# Data listing
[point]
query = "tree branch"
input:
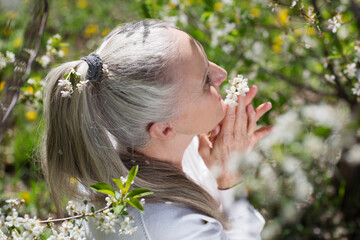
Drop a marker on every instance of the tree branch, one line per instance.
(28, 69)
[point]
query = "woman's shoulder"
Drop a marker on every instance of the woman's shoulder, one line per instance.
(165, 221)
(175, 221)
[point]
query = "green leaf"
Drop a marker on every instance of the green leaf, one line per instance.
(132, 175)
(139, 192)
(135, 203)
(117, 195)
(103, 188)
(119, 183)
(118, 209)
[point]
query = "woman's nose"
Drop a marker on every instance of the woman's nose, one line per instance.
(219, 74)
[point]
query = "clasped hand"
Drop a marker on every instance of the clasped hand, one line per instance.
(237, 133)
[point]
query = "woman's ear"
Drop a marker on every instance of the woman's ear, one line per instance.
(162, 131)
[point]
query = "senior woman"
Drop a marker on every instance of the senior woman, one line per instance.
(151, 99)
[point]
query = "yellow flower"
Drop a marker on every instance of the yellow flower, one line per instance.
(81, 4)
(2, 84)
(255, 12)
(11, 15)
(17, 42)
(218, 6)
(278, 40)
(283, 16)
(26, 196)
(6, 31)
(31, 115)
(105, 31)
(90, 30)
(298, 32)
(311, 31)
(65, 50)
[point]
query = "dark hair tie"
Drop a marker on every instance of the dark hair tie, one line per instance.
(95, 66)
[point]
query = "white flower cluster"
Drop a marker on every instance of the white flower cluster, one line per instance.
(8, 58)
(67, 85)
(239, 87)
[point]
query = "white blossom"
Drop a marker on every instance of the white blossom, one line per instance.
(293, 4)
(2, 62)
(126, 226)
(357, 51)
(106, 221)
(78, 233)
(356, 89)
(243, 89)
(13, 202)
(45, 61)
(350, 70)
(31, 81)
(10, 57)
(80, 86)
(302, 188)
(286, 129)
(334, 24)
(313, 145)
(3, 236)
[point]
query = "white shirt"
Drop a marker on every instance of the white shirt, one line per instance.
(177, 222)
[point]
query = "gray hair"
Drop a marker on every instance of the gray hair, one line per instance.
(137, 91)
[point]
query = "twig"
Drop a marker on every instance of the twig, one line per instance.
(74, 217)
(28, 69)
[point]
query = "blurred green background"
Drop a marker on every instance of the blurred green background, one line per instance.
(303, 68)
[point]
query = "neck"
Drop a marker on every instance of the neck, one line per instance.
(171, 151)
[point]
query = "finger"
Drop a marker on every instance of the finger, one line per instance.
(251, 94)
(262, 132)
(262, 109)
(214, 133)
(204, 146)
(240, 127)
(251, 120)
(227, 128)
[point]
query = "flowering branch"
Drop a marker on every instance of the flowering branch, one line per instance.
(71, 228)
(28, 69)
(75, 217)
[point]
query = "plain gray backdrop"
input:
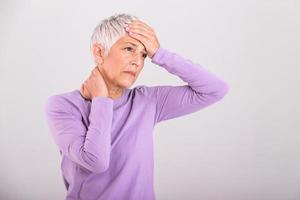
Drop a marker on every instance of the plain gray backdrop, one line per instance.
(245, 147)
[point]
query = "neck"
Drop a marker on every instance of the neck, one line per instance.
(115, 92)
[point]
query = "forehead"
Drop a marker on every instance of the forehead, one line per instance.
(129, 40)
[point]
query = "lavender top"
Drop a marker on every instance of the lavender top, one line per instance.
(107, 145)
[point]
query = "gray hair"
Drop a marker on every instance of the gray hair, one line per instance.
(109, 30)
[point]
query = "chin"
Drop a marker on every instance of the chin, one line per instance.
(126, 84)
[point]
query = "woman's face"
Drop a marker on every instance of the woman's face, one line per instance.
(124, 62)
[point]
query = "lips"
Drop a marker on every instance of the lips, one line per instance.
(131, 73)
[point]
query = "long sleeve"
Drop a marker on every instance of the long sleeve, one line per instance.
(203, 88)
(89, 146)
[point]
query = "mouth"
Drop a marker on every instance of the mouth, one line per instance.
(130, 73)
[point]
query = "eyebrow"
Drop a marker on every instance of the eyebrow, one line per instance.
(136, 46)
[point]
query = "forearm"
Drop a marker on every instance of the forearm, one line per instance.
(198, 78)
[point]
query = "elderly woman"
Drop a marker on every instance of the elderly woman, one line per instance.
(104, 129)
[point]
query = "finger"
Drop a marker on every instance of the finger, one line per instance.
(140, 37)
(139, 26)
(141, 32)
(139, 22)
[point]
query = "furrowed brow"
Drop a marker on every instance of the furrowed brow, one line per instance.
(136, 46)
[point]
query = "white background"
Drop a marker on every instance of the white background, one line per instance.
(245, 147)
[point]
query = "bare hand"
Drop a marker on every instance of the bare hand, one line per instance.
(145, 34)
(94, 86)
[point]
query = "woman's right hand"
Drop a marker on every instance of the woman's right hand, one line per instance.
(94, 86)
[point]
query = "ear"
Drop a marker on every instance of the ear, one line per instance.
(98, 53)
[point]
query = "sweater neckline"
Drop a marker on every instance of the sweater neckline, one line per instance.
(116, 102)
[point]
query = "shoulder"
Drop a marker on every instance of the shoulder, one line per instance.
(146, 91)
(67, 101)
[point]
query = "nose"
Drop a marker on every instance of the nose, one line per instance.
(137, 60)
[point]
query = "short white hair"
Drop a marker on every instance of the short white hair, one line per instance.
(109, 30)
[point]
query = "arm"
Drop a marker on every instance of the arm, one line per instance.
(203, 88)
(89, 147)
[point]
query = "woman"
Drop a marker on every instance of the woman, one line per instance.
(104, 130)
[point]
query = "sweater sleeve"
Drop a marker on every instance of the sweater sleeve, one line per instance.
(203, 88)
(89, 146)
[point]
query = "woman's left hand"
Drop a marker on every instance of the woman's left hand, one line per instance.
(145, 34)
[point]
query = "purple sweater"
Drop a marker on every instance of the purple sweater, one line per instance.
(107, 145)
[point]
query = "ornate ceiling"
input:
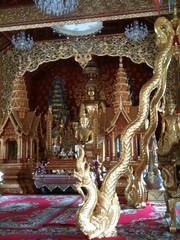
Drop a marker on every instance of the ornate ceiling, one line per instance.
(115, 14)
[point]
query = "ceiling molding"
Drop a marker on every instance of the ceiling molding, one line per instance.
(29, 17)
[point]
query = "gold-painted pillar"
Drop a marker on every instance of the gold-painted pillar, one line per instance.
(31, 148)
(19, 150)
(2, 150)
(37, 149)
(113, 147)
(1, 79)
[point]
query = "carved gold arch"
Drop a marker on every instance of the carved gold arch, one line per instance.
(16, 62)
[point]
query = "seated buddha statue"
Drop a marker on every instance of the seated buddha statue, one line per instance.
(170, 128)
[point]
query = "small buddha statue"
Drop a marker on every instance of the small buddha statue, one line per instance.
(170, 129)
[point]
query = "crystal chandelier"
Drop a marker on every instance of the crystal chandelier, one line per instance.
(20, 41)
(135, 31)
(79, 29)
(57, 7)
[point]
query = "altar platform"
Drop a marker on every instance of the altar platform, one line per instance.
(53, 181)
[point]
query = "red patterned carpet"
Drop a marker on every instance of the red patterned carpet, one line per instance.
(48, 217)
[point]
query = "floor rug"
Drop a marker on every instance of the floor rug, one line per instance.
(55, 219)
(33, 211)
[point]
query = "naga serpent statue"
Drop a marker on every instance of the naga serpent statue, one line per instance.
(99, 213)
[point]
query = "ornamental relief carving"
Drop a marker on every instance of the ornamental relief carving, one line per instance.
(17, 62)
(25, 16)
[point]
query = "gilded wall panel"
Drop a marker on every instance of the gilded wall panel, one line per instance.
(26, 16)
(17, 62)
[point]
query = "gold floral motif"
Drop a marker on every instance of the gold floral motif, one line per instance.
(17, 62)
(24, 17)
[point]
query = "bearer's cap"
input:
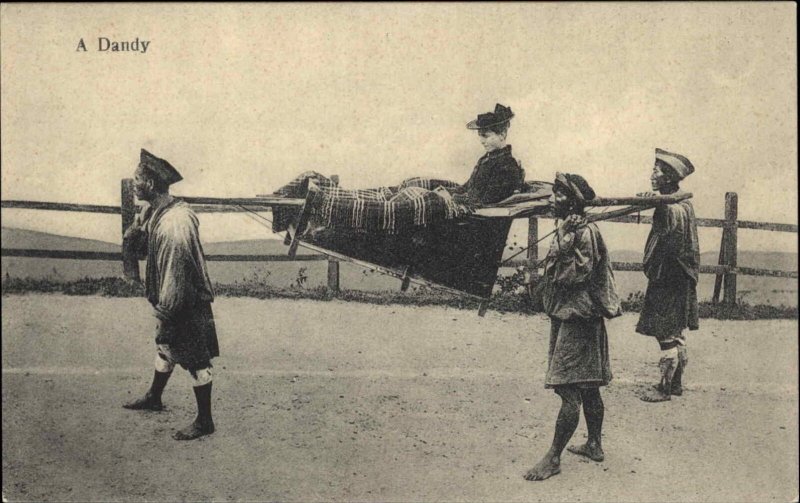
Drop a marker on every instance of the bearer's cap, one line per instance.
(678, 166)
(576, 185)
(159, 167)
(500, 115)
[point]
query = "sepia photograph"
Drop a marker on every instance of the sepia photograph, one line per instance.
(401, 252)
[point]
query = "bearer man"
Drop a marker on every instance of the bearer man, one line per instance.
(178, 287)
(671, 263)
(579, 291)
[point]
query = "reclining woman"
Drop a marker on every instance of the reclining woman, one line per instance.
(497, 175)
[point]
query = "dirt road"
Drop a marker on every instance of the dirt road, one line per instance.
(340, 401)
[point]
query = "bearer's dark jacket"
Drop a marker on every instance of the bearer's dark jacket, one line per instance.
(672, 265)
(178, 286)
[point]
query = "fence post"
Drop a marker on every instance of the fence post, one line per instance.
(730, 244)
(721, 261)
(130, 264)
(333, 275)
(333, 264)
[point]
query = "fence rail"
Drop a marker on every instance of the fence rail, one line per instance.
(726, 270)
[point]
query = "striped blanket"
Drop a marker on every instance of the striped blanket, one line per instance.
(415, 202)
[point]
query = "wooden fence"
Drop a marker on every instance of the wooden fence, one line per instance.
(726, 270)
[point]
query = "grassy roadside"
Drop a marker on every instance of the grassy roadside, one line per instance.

# Task details
Please return every line of the rows above that contains the word "tree", matching case exactly.

# Task answer
query = "tree branch"
Drop a marker on every instance of the tree branch, one line per instance.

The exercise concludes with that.